• Aim of the task: Report only how many lines in the rows below contain the string "dark".

• Rows from a collection:
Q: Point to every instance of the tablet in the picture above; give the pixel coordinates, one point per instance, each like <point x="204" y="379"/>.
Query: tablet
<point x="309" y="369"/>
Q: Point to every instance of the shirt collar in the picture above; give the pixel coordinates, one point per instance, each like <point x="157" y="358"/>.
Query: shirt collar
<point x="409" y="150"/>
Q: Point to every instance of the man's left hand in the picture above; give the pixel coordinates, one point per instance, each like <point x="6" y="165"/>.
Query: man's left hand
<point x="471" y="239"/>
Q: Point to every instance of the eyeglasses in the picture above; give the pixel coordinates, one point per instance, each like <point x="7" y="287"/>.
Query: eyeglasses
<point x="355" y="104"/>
---
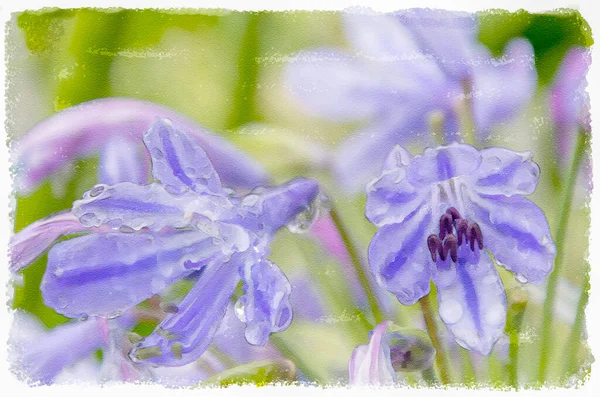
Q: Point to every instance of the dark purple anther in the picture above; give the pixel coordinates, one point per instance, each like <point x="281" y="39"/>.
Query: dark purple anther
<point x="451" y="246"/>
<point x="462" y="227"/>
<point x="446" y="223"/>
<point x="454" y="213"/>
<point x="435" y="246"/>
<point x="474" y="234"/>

• Written answer: 2